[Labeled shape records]
-- BEGIN --
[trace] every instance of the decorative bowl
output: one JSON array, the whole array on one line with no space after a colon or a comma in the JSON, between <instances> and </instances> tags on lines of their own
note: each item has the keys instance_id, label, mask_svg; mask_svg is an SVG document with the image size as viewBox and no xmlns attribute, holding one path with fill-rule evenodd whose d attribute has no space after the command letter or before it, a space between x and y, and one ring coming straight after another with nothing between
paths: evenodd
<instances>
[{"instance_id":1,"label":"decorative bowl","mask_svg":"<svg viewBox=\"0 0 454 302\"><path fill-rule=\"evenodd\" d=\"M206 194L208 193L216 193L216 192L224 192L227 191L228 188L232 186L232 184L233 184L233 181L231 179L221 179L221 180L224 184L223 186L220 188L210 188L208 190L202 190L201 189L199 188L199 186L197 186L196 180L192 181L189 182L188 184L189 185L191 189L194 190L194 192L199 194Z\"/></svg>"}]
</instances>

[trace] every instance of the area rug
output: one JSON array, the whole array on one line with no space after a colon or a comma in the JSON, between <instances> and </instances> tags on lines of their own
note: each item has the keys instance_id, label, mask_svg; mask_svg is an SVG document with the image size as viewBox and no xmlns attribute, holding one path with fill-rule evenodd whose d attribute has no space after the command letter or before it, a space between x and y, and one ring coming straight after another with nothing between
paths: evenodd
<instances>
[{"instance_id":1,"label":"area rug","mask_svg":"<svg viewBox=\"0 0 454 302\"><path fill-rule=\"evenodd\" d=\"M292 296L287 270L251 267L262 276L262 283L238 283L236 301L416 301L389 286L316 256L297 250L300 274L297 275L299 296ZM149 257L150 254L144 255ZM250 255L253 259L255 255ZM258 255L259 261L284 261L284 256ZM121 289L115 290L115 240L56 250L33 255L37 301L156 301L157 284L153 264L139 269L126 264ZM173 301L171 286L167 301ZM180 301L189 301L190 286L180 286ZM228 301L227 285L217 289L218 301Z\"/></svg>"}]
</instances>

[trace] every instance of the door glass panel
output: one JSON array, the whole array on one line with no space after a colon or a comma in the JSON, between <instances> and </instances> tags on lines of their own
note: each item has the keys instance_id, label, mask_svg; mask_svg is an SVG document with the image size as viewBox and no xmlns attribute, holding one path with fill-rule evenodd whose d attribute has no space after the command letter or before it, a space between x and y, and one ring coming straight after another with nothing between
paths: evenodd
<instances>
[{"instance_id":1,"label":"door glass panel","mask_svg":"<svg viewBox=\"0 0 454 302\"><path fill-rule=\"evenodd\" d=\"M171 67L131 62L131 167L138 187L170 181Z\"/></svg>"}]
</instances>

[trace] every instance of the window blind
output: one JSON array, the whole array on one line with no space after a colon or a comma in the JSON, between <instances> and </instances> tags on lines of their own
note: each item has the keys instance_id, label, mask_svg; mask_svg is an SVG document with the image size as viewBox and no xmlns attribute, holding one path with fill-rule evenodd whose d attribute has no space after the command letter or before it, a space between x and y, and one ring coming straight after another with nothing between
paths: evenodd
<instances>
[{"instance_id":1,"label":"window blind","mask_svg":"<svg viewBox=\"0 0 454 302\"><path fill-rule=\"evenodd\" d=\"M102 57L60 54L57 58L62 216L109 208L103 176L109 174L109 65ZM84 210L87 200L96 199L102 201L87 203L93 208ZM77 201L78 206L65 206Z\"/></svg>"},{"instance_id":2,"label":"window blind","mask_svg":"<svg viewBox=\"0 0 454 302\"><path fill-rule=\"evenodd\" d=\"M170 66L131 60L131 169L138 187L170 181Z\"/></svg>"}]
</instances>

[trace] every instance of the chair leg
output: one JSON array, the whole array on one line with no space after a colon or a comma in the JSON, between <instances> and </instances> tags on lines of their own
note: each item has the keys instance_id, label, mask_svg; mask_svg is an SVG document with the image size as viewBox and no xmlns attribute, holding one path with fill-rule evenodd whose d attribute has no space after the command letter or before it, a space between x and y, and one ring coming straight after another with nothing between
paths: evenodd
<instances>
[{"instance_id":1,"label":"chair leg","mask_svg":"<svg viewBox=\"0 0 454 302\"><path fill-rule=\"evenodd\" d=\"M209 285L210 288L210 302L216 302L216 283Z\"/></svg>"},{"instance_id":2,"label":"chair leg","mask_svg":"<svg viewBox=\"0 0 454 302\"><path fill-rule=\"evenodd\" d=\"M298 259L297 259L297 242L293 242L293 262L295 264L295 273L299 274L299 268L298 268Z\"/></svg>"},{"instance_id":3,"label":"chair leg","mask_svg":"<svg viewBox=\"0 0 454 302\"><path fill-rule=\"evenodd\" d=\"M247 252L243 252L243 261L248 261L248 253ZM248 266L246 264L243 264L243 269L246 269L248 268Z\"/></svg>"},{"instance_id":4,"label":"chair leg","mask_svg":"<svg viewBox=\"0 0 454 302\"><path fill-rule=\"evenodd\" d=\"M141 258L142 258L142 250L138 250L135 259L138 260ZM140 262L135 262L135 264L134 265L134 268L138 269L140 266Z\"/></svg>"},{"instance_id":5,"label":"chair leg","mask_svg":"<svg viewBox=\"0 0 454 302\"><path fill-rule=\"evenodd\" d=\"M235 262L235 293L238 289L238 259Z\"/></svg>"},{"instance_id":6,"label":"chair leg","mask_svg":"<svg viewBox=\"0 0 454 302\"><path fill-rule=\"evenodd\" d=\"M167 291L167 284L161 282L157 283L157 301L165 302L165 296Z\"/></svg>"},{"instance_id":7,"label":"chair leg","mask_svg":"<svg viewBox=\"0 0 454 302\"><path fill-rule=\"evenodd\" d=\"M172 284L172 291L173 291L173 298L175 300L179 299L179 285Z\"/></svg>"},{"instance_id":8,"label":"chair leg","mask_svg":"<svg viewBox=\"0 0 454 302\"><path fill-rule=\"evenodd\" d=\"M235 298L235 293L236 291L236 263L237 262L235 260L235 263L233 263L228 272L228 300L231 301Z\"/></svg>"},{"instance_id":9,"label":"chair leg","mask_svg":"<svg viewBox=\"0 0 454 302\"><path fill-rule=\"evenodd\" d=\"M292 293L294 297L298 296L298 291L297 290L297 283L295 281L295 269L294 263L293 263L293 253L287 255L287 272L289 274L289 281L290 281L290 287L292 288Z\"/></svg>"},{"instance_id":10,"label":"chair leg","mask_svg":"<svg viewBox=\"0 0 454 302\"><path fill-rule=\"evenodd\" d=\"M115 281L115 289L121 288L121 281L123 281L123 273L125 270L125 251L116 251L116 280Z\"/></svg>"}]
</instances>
-- END --
### [Problem]
Count the lines in the listing above that contain the string "bowl", with case counting, and reply with the number alone.

### [Completed task]
2